-- Begin ITEMS --

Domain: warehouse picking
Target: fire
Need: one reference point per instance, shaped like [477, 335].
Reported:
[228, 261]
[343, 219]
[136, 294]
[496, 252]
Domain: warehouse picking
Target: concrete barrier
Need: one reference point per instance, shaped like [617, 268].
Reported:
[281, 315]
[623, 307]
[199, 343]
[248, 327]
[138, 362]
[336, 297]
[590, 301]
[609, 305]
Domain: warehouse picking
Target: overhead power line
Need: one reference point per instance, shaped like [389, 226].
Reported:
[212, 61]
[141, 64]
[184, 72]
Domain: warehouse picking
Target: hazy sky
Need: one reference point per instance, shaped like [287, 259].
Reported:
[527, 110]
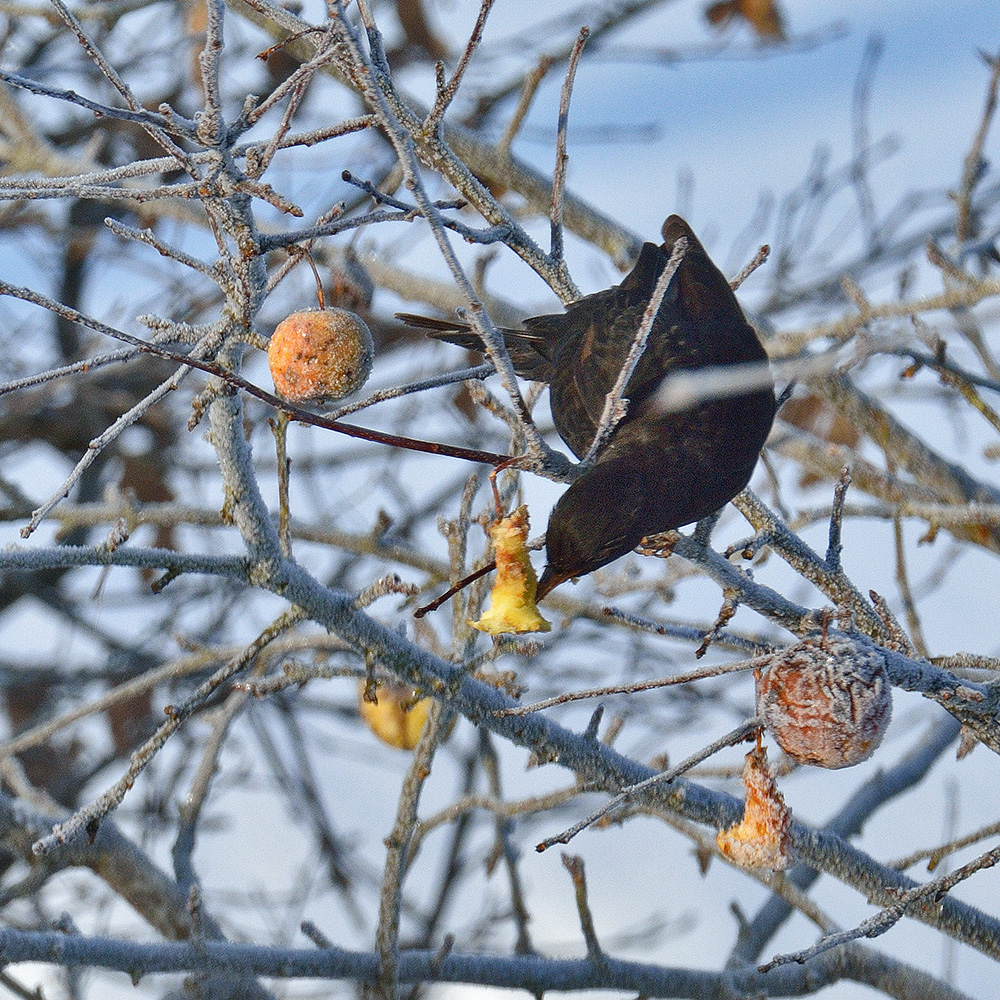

-- End ITEMS --

TASK TO COMPLETE —
Gather every line from the items above that contains the word "Need", and list those lines in their original order.

WRITTEN SOLUTION —
Need: one reference point per instance, shaped like [477, 335].
Need: one reference point per instance, shaped like [617, 268].
Need: one reference point per instance, shaped like [389, 226].
Need: one reference point per instance, shaped like [287, 259].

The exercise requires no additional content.